**Work instructions**
The records that follow must be reproduced in full, exactly as written.

* * *

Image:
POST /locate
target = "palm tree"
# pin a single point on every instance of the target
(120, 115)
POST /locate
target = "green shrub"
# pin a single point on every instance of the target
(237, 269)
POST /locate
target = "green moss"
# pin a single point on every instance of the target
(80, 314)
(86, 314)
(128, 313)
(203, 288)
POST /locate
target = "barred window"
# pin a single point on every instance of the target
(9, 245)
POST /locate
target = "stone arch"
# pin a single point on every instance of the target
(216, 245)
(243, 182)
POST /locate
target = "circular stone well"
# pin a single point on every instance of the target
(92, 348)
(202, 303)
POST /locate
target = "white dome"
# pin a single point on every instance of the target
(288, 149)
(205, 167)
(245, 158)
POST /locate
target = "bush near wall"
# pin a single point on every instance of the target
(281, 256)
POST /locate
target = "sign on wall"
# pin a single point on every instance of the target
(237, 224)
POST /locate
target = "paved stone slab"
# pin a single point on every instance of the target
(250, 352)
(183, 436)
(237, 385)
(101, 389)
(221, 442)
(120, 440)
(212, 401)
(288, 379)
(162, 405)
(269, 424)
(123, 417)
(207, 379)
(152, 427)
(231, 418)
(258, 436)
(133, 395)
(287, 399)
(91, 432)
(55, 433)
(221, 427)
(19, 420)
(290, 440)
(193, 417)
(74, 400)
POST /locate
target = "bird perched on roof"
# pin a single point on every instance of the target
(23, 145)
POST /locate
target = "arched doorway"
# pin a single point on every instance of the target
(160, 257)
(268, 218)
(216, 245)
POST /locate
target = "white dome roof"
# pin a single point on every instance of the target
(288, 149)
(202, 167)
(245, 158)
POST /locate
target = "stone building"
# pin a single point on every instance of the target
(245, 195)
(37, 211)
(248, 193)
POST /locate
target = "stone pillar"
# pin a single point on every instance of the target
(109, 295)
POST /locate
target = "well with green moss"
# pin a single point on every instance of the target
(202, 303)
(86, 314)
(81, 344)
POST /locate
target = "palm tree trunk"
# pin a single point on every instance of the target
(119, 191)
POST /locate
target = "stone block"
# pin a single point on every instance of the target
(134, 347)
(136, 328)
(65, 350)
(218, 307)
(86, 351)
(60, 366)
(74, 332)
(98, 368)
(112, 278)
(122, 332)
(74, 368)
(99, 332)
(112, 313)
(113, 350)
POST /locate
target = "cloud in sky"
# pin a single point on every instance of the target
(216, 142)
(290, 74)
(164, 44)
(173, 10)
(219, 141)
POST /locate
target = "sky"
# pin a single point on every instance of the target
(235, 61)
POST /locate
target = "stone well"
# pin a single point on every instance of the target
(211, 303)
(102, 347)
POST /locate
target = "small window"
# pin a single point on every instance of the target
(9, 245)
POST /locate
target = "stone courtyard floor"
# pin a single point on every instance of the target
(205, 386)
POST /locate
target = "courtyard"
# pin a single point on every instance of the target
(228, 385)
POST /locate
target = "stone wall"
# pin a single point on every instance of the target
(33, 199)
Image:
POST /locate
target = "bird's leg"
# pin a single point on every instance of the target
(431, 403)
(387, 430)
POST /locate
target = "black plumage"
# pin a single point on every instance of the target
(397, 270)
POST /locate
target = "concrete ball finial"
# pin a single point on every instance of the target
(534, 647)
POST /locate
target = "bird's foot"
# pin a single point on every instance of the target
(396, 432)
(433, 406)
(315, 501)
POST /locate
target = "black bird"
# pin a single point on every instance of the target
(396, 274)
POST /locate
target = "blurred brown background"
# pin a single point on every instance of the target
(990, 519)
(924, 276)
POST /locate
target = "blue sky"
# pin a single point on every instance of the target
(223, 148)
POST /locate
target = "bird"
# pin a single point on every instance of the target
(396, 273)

* * *

**Exercise solution**
Image:
POST /locate
target = "palm tree"
# pin a single point on every instance of the target
(120, 115)
POST /locate
target = "green shrub"
# pin a single point on every instance of the target
(237, 269)
POST /locate
target = "green moss"
# pin a single point on every instance of the target
(80, 314)
(86, 314)
(128, 313)
(203, 288)
POST /locate
target = "barred window"
# pin a single point on every instance of the target
(9, 245)
POST /locate
target = "stone arch"
# pin a single point on every instance of the target
(216, 245)
(243, 182)
POST /locate
target = "circular stone well"
# pin a single point on every instance of the target
(92, 348)
(202, 303)
POST /locate
target = "white dome"
# pin a single point on every instance of the target
(288, 149)
(205, 167)
(245, 158)
POST /locate
target = "bush near wall"
# pin a single point on every instance of the target
(281, 256)
POST /locate
target = "sign on wall"
# pin a single point on every instance of the target
(237, 224)
POST /locate
target = "paved stone slab"
# pin a single point on every instance of the target
(250, 352)
(183, 436)
(237, 385)
(101, 389)
(221, 442)
(120, 440)
(212, 401)
(288, 379)
(162, 405)
(269, 424)
(123, 417)
(207, 379)
(152, 427)
(231, 418)
(258, 436)
(133, 395)
(287, 399)
(91, 432)
(55, 433)
(221, 427)
(19, 420)
(290, 440)
(193, 417)
(74, 400)
POST /locate
target = "bird perched on roof"
# pin a single point on every instance of the target
(23, 145)
POST /locate
target = "arched doorway"
# pin a single point on every instance of the target
(160, 257)
(268, 218)
(216, 245)
POST /locate
target = "white dome roof"
# pin a single point on every instance of the target
(288, 149)
(202, 167)
(245, 158)
POST /locate
target = "stone building"
# pin a single point on every instance of the target
(245, 195)
(37, 211)
(248, 193)
POST /locate
target = "stone pillar"
# pin a single point on every instance of the target
(109, 295)
POST /locate
target = "well with green moss"
# pin a single point on every instance of the target
(202, 303)
(86, 314)
(81, 344)
POST /locate
target = "palm tree trunk"
# pin a single point on every instance of the target
(119, 191)
POST /locate
target = "stone block"
# pin a single point on every instance of the target
(134, 347)
(136, 328)
(65, 350)
(218, 307)
(86, 351)
(60, 366)
(74, 332)
(98, 368)
(112, 278)
(122, 332)
(74, 368)
(99, 332)
(112, 313)
(113, 350)
POST /locate
target = "cloud in sky"
# pin a single point on every instance of the target
(216, 142)
(290, 74)
(164, 44)
(173, 10)
(219, 141)
POST /locate
target = "sky"
# pin a single point on every instance of the target
(235, 61)
POST /locate
target = "stone well"
# pin a single point on every instance of the target
(211, 303)
(102, 347)
POST /locate
target = "small window"
# pin a single point on every instance of the target
(9, 245)
POST /locate
target = "stone courtyard floor"
# pin a single point on every instance of the target
(205, 386)
POST /locate
target = "courtyard"
# pin a single point on every instance of the target
(228, 385)
POST /locate
target = "stone wall"
# pin a single point on every instance of the target
(33, 199)
Image:
POST /locate
target = "bird's leg"
# pin a single point on every instance of the target
(431, 403)
(387, 430)
POST /locate
target = "black plumage"
# pin a single point on every instance of the target
(397, 270)
POST /locate
target = "concrete ball finial"
# pin a single point on every instance of the target
(534, 647)
POST /locate
target = "bird's foot"
# pin a single point on every instance of the target
(396, 432)
(433, 406)
(315, 501)
POST /locate
target = "black bird"
# pin a single point on every instance of the target
(396, 274)
POST /locate
target = "blurred brown background"
# pin a single point on every instance of the target
(990, 519)
(924, 276)
POST /locate
target = "blue sky"
# pin a single point on every instance of the target
(223, 148)
POST /locate
target = "bird"
# pin a single point on every instance of the target
(396, 273)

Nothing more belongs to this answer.